[The problem] Leaving all pictures aside, write out the records below precisely as given.
§ §
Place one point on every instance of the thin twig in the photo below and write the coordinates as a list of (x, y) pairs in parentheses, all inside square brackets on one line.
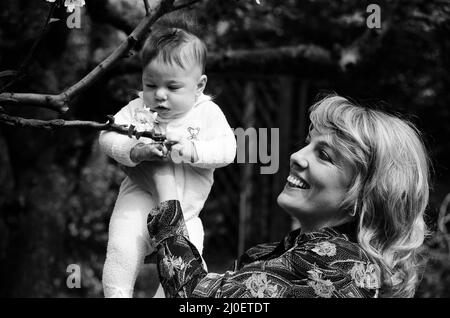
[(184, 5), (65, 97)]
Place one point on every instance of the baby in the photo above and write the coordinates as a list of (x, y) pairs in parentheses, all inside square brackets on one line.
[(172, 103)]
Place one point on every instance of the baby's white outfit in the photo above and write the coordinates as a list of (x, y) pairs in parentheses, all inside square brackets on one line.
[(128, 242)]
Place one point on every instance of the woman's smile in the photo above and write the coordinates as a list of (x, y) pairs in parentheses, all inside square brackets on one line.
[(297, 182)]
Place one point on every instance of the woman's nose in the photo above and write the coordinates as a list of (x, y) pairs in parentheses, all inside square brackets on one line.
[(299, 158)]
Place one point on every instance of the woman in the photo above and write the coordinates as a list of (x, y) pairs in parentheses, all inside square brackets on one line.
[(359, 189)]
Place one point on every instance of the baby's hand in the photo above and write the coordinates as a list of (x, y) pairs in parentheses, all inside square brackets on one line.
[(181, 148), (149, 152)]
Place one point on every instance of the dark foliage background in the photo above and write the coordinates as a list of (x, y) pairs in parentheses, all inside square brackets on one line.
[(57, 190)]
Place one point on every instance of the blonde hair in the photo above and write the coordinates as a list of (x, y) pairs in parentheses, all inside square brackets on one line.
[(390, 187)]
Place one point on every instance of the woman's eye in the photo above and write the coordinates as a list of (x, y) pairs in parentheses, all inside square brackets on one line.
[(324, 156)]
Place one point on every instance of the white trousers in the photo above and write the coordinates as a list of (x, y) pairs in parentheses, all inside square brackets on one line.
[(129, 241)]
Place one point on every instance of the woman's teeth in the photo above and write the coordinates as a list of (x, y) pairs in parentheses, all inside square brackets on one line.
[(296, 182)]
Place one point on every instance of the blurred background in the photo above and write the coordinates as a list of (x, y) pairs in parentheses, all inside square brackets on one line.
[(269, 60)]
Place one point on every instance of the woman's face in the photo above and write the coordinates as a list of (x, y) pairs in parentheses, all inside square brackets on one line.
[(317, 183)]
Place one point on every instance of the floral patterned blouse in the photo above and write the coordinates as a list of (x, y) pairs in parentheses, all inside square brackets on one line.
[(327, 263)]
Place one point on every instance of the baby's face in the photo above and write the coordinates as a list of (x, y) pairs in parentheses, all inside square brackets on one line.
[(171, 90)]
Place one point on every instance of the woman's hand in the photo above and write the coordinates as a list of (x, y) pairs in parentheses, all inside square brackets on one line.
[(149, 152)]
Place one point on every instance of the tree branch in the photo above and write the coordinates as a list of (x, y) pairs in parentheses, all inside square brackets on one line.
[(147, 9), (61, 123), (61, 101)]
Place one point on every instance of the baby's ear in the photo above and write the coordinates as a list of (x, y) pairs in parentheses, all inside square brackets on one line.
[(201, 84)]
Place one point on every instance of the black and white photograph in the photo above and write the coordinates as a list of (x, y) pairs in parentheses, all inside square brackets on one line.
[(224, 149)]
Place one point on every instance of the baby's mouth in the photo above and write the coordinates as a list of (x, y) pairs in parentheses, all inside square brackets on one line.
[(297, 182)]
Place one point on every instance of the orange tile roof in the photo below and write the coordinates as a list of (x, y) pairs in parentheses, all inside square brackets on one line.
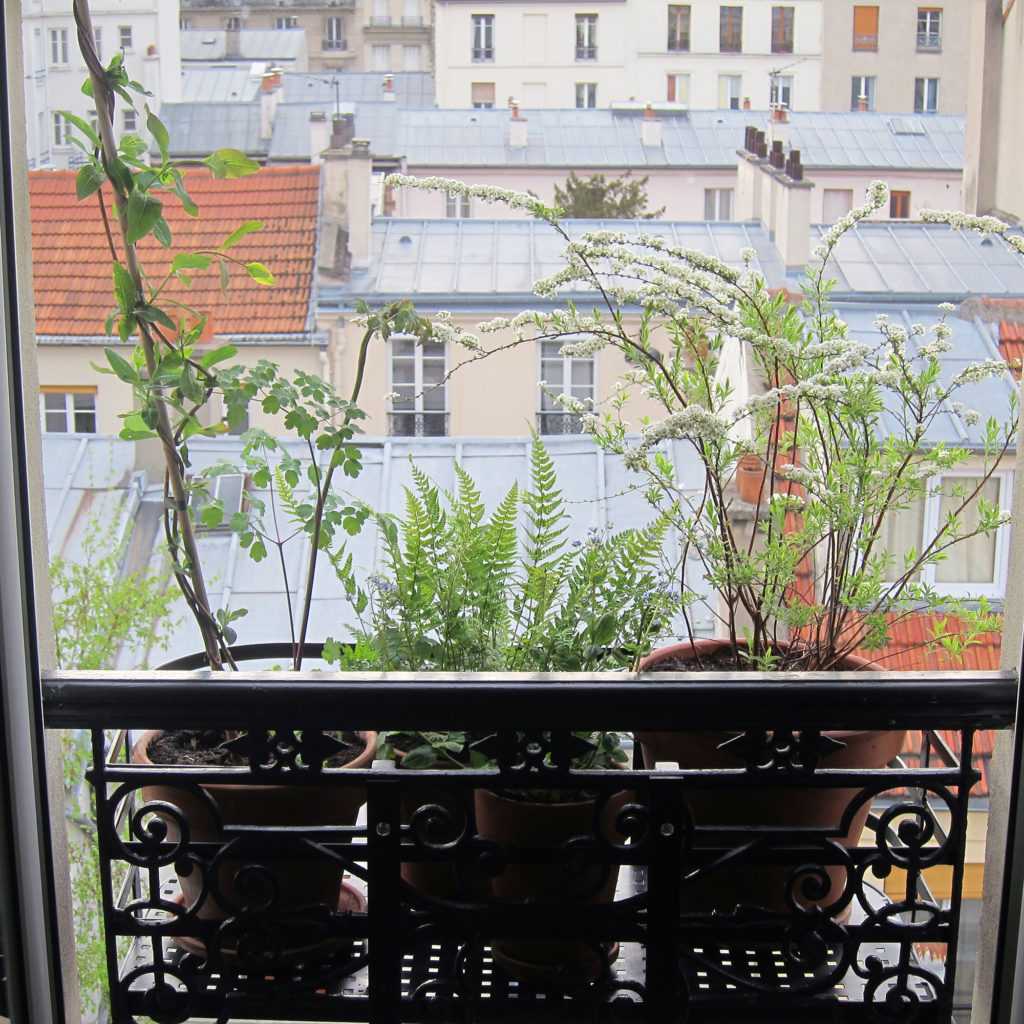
§ §
[Solution for this problem]
Place one point on every instance of the thin twig in the photo below and write the coordinates as a list of (x, y) pairs in parentheses, all inside square brackets on one line.
[(184, 5), (65, 97)]
Place one point on every instance of the baby in the photo above and write the coordinates as a list of (x, y) pairs in parentheses, all inside square brackets on one line.
[(172, 103)]
Place one point on every instance of the baby's white outfit in the photo above and write the coordinates as a list of (x, y) pairs in parentheses, all inside square brackets on one line.
[(128, 242)]
Place one point on every instance of the woman's smile in the photo above and write the coordinates as a list of (x, y) pairs in parentheses, all inside square brackets on one line.
[(297, 182)]
Place one point on every instance of the woman's nose in the photo above and write the coordinates as a list of (x, y) pairs in parentheses, all inside square brackets on one line.
[(299, 158)]
Place one point on every instance of the woman in the photo above and write the coordinates as a list of (x, y) pairs in parentheses, all inside square brackets on one line.
[(359, 189)]
Place one point on every instance of the baby's hand in the photo above and write the coordinates as a list of (x, y) pairs in parentheses, all inside square brackets on one line.
[(181, 148), (149, 152)]
Place one point on every instance of the dark foliage background in the photo above and write the coordinates as a list of (x, y) pairs in parentheses, all inside square brackets on one line.
[(57, 190)]
Place one point on every instance of the blonde hair in the photo above and write the coordinates as a list of (x, y) pairs in parentheses, all inside square brackets on one line.
[(390, 187)]
Place one point on every instance of the woman's eye in the photo above and write the coordinates as a list of (x, y) pairs in parentheses, all inside square brackets on one line.
[(324, 156)]
Place one point on every instance of the white trousers in the photo above and write the coordinates as a list of (x, y) pairs in parentheses, all inside square brackets on one line.
[(129, 241)]
Place one point on every instance of the woman's teeth in the photo above and write the coordinates as a list of (x, y) pairs in parentheses, all inside square brackets on one line.
[(296, 182)]
Place one point on every instance of the blurred background in the photo above and write the coordinates as a list of (x, y) pairs in parentheses, all inside square brackets on one line.
[(269, 60)]
Place one point on every instance of the woman's face in the photo above and write the coordinates as a list of (x, y) pairs in parentheses, all inside square brackets on one line.
[(317, 183)]
Place one point on every instance of the floral patterned blouse in the photo above and write the coordinates as a list of (x, y) pairs in parentheses, all inside square brackets on one line.
[(327, 263)]
Place one point on every instance of the baby's face in the photo above and write the coordinates as a list of (x, y) pairs in parentheses, all inside square brackets on one line.
[(171, 90)]
Place one point on every instance of the woman's hand in the photo above and write the coordinates as a list of (x, y) pairs in parentheses, all inside square brackets on one line.
[(149, 152)]
Place one point on every instance of the tree branch in the photo above and write the coordinates as a list of (x, y) pairs in parentheses, all inside square brackets on one line.
[(147, 9), (61, 123), (61, 101)]
Place one point on every instance of the baby's ear in the photo above and write the coordinates as a list of (x, y) pairs in parentheses, all inside square brackets on one line.
[(201, 84)]
Place one point on every instance of the black and white photograph in the photo above and write the coordinates as a list of (x, y) pairs in parentheses, all inside square brackets on one line.
[(224, 149)]
Place one point on every instance of the baby's mouth in the photo above and write the coordinates as a list of (x, y) pairs in parentheses, all inside square brackets on one line.
[(297, 182)]
Place one point on every instance of the orange tile roof in the photo below and write the coordinates as a list of (x, y) pairs in parentheses, all inside square brackets on one line.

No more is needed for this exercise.